_Attività_
a. Secondo il testo sulla variante delta, in quale proporzione dei casi viene oggi riscontrata questa variante in Italia?
b. Nel testo sulla variante delta, sostituisci "restrizioni" con "limitazioni" e riscrivi il passo che parte da "Naturalmente si tratta" e arriva fino a "idee più chiacchierate.".
c. Scrivi il seguito del testo sulla variante delta, partendo subito dopo la sua ultima frase.

_Sezione del documento_
+ + +
Seppure con numeri assoluti ancora piccoli, anche nel nostro paese la variante delta del coronavirus sta iniziando a farsi sentire. Giorno dopo giorno, i bollettini quotidiani forniti dalla Protezione civile e dall’Istituto superiore di sanità registrano una ormai inconfutabile inversione di tendenza in termini di casi positivi e di tasso di positività, non ancora percettibile invece per quanto riguarda ricoveri ospedalieri, decessi e occupazione delle terapie intensive.

Anche se la pandemia ci ha insegnato fin troppo bene che è difficile e poco sensato fare previsioni sull’andamento delle curve, sulla base di ciò che sta accedendo in diversi altri paesi europei è ritenuto molto probabile che la variante delta – oggi riscontrata in un caso ogni tre – diventerà prevalente anche in Italia, probabilmente superando i due terzi dei nuovi casi entro fine agosto. E ancora, secondo le proiezioni meno ottimiste, già prima della fine di luglio si torneranno a registrare alcune migliaia di contagi al giorno pure nel nostro paese.

Naturalmente si tratta di una situazione di fronte alla quale non si può certo restare passivi, tanto che già in questi giorni si sta iniziando a discutere su come limitare la diffusione della variante (che è caratterizzata da una più alta contagiosità) prima che la circolazione del virus sfugga di mano e non si possa fare altro che procedere con nuove indesiderate restrizioni e chiusure. Ma quali azioni possono essere intraprese, nella pratica? Abbiamo raccolto qui alcune delle idee più chiacchierate.

Vaccinare è più importante che mai

Anche se sappiamo che nessun vaccino è in grado di proteggere al 100%, tantomeno dal contagio, i dati che si vanno accumulando in queste settimane anche in Italia sono eloquenti: la vaccinazione abbatte drasticamente la probabilità di sviluppare forme gravi del Covid-19, ossia quelle che comportano ospedalizzazioni o che portano al decesso. E questo vale in generale per tutte le varianti (al più con qualche percento di variazione), delta inclusa.

Basta pensare che a luglio, se si guarda alla fascia degli over 80, quel piccolo 8% composto dai non vaccinati e dalle persone che non hanno ancora completato la doppia somministrazione corrisponde al 35% dei casi registrati, al 59% dei ricoveri in ospedale, al 78% dell’occupazione delle terapie intensive e al 70% dei decessi. Confermando peraltro ancora una volta che il calo di efficacia dei vaccini imputabile alle varianti riguarda i contagi (la copertura media è comunque a oggi stimata all’80%) e non i casi gravi.
+ + +
_Materiale fornito_
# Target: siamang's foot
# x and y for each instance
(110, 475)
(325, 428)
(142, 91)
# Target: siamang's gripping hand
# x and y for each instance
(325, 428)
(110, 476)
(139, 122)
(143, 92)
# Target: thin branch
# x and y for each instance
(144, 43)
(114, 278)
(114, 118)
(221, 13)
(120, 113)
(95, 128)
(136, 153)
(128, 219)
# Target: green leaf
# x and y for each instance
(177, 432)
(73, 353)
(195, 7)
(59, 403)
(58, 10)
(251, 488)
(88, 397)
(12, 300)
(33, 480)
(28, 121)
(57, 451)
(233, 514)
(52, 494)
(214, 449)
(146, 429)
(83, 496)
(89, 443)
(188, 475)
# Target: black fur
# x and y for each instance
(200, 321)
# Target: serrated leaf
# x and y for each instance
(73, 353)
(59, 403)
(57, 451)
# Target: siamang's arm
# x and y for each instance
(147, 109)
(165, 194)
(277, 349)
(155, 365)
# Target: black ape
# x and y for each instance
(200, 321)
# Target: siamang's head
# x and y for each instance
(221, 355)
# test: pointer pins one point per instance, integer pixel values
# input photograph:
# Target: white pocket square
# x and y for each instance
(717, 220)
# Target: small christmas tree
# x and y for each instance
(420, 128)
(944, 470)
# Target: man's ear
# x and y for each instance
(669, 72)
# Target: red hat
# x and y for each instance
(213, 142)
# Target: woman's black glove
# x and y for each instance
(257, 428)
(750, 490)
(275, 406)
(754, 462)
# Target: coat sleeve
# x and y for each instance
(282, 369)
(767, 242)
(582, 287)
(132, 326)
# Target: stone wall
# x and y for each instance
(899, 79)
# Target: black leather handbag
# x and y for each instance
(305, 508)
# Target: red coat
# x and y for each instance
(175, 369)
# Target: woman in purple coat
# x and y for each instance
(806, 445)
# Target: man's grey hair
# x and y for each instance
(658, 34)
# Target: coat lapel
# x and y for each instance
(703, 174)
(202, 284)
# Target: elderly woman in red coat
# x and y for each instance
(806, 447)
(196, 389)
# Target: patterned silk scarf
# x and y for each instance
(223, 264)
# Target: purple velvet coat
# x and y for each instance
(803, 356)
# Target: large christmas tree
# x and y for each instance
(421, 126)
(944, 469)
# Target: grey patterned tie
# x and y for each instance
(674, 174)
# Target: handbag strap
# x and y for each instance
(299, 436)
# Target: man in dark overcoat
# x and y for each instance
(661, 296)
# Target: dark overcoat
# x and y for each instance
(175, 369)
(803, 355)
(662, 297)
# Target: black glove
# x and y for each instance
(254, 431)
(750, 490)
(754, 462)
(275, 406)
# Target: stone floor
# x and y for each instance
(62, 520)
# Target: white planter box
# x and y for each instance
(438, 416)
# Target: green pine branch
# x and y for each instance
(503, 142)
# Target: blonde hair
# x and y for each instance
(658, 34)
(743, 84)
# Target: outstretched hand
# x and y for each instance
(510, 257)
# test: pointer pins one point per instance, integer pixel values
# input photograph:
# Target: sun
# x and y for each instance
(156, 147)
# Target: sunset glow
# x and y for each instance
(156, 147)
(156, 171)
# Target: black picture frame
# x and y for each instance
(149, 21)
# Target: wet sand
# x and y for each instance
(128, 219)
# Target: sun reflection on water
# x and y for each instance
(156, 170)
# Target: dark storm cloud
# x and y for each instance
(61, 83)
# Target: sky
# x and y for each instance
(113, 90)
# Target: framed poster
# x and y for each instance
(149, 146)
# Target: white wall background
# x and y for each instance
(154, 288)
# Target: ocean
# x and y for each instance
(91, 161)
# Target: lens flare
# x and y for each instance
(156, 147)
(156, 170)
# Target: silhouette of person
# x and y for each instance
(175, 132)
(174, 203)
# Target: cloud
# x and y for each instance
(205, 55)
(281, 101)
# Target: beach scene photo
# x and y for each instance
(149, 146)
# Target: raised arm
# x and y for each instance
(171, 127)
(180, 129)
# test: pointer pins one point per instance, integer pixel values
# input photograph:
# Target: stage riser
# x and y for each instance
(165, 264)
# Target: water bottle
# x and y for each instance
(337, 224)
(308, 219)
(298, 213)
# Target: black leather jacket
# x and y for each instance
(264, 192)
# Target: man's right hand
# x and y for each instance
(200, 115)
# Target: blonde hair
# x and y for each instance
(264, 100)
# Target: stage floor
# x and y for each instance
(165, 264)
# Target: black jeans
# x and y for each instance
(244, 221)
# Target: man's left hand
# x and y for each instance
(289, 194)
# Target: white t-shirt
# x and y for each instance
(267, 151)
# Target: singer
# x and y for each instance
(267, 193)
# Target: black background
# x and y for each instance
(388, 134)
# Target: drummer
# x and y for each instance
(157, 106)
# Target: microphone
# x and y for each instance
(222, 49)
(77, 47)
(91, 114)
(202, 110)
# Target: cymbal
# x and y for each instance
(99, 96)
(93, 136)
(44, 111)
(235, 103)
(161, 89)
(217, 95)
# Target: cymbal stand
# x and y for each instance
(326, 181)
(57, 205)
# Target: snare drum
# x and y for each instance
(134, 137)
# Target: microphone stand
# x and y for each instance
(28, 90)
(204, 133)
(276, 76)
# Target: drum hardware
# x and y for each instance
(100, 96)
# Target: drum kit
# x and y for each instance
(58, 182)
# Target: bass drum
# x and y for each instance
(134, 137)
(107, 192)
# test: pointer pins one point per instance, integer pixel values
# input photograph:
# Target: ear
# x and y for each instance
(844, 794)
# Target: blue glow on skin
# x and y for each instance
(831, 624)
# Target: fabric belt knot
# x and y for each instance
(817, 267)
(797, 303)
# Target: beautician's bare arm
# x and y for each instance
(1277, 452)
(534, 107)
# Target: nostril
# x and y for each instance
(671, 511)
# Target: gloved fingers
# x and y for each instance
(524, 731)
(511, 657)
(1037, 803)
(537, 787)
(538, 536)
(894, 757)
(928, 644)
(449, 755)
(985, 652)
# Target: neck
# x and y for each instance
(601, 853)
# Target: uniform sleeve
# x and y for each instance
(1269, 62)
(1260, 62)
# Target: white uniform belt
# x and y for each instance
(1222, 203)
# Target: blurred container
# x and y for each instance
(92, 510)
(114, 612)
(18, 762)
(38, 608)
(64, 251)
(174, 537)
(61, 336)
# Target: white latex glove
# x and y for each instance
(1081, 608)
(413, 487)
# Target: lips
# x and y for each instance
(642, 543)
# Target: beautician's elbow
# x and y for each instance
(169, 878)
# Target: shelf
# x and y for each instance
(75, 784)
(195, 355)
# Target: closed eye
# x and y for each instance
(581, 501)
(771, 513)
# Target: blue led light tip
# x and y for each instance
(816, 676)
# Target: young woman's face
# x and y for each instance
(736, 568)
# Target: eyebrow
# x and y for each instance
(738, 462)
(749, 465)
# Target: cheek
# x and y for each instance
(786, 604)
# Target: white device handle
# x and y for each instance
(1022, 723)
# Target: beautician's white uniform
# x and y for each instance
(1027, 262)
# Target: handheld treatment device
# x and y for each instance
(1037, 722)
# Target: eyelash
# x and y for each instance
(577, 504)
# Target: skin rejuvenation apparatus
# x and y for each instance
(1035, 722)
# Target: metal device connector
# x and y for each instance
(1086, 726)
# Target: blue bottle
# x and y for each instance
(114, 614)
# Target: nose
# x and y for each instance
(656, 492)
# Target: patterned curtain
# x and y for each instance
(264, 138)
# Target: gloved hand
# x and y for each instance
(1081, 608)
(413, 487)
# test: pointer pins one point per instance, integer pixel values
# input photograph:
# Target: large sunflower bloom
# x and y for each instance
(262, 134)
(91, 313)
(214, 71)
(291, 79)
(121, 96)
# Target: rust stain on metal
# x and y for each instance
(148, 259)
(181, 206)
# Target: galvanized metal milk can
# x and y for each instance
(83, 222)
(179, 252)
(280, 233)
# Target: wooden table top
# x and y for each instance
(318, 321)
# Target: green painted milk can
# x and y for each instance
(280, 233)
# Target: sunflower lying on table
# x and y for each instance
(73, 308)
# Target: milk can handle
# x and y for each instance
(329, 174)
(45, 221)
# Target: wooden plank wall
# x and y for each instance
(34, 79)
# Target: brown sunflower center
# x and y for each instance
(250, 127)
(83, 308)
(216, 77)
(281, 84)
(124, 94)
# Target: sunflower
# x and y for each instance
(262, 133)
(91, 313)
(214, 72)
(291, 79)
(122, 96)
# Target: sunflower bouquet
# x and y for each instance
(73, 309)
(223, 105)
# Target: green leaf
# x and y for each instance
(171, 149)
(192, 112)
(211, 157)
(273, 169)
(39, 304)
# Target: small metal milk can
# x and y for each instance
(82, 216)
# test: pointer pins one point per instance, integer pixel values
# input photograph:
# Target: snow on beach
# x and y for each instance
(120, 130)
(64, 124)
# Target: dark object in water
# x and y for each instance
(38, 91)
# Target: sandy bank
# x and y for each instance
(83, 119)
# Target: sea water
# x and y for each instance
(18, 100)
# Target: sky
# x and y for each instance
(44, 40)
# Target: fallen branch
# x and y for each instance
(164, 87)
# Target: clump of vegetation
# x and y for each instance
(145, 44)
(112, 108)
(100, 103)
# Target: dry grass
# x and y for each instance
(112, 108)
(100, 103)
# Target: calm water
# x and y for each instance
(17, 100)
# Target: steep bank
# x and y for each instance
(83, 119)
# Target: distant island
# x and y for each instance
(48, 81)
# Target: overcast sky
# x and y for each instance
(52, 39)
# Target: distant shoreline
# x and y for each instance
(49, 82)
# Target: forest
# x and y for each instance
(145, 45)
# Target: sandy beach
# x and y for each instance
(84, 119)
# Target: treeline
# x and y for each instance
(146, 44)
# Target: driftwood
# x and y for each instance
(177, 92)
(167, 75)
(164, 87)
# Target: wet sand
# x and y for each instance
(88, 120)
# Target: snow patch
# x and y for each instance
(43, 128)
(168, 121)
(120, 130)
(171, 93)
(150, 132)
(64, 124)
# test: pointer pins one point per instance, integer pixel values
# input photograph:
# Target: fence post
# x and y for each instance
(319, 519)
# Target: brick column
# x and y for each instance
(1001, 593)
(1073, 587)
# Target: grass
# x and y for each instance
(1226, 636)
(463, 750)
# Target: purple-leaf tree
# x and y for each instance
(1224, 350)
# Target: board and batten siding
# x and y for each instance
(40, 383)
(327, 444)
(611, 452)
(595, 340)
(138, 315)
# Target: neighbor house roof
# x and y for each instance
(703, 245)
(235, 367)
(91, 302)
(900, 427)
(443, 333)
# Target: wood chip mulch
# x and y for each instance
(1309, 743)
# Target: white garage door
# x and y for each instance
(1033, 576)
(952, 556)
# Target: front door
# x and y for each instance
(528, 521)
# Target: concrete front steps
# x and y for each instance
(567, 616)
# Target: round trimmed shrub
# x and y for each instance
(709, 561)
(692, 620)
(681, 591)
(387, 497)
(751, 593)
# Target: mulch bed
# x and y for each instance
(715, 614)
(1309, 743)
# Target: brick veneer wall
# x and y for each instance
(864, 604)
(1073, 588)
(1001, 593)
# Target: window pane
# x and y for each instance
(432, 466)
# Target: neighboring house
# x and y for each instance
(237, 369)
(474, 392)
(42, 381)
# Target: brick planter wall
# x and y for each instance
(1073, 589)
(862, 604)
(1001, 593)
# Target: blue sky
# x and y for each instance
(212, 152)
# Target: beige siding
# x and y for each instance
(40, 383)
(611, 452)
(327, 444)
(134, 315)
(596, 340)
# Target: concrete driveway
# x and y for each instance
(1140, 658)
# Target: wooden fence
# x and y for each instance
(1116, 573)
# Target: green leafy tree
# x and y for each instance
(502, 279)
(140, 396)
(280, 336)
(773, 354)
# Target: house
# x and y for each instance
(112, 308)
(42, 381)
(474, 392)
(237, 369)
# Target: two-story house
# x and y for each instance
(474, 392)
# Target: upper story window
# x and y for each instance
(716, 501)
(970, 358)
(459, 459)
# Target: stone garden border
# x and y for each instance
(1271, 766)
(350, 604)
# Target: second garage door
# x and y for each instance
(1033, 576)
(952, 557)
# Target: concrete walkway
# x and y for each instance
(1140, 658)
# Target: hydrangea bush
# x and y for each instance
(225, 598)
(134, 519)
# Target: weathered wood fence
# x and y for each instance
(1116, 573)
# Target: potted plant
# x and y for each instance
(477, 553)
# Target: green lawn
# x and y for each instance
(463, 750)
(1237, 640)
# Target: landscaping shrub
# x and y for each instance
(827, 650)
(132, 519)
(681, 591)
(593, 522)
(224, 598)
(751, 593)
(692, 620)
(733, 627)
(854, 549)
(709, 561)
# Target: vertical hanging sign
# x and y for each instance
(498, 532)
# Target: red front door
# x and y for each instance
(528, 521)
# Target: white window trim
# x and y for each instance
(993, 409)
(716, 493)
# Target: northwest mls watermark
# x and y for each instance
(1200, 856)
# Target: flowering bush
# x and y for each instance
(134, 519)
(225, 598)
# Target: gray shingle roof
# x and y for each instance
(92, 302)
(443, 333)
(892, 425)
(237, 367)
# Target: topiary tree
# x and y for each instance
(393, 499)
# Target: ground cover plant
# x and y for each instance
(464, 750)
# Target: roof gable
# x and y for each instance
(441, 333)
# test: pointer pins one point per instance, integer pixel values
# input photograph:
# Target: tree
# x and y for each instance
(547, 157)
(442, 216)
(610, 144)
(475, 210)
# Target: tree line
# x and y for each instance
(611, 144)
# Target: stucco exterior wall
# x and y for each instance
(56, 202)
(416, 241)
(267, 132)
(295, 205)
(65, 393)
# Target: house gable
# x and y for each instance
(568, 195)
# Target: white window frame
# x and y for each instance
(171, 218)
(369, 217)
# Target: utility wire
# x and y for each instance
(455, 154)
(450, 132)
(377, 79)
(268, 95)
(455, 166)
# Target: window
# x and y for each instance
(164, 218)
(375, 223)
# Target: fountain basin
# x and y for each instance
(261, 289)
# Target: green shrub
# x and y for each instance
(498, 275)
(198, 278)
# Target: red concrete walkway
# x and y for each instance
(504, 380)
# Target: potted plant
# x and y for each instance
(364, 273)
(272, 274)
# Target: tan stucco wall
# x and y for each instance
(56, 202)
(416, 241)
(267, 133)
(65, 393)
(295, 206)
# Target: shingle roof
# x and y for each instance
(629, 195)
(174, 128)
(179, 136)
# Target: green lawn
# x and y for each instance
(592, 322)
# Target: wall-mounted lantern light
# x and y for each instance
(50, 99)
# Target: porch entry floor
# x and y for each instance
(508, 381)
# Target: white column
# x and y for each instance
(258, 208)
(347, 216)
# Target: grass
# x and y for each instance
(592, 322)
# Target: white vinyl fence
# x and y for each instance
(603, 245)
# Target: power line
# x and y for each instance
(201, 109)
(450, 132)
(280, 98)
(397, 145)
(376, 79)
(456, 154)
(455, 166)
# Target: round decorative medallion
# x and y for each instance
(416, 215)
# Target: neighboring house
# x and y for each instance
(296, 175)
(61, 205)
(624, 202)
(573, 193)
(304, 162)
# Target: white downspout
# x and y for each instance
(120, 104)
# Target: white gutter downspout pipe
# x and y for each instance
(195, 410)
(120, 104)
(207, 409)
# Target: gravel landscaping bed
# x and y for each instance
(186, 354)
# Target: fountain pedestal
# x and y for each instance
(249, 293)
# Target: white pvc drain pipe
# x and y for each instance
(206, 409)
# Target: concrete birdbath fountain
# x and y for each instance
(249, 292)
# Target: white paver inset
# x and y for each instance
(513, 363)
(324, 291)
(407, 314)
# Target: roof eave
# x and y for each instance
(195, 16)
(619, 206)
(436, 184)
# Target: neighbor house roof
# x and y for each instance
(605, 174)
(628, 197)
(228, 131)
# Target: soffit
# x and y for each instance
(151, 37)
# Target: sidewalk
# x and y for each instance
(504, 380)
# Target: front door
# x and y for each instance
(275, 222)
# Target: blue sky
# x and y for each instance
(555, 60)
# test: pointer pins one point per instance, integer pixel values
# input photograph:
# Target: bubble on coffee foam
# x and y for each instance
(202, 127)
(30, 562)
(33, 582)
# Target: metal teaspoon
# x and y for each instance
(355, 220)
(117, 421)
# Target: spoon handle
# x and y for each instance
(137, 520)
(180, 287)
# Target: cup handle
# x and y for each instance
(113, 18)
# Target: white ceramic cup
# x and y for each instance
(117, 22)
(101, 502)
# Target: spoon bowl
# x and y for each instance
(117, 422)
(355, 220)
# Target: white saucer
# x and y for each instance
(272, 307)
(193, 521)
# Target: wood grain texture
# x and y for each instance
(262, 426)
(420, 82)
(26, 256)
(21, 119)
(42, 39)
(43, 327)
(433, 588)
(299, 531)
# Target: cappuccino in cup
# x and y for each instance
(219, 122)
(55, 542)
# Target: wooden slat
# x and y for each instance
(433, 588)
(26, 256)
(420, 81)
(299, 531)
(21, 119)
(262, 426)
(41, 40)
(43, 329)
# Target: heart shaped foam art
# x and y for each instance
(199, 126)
+ + +
_Risultati attesi_
a. In un caso ogni tre.

b.
Naturalmente si tratta di una situazione di fronte alla quale non si può certo restare passivi, tanto che già in questi giorni si sta iniziando a discutere su come limitare la diffusione della variante (che è caratterizzata da una più alta contagiosità) prima che la circolazione del virus sfugga di mano e non si possa fare altro che procedere con nuove indesiderate limitazioni e chiusure. Ma quali azioni possono essere intraprese, nella pratica? Abbiamo raccolto qui alcune delle idee più chiacchierate.

c.
Per questo motivo la campagna vaccinale è diventata a maggior ragione una corsa contro il tempo: se si immaginava di avere i mesi di luglio, agosto e settembre per concludere il primo round di somministrazioni, l’arrivo della variante delta impone di stringere ulteriormente i tempi, perché l’inversione nelle curve dei contagi attesa per fine estate sta già avvenendo. Prioritaria è naturalmente la copertura della parte più fragile della popolazione, a partire dai quei due milioni e mezzo (circa) di over 60 ancora scoperti, senza scordare i 200mila operatori della scuola e altre categorie professionali strategiche. E includendo poi tutto il prosieguo dell’azione vaccinale, tra eventuali terze dosi, riformulazioni del vaccino e così via.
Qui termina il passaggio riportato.